Goal of the exercise: Rewrite the lines below, replacing each "disc" with "circle" and keeping everything else the same.

[Extracted lines]

- - -

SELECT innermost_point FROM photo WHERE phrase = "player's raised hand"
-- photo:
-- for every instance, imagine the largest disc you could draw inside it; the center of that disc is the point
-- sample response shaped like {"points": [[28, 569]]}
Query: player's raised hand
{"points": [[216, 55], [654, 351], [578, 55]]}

- - -

Final answer:
SELECT innermost_point FROM photo WHERE phrase = "player's raised hand"
-- photo:
-- for every instance, imagine the largest circle you could draw inside it; the center of that circle is the point
-- sample response shaped like {"points": [[28, 569]]}
Query: player's raised hand
{"points": [[216, 55], [654, 351], [578, 55]]}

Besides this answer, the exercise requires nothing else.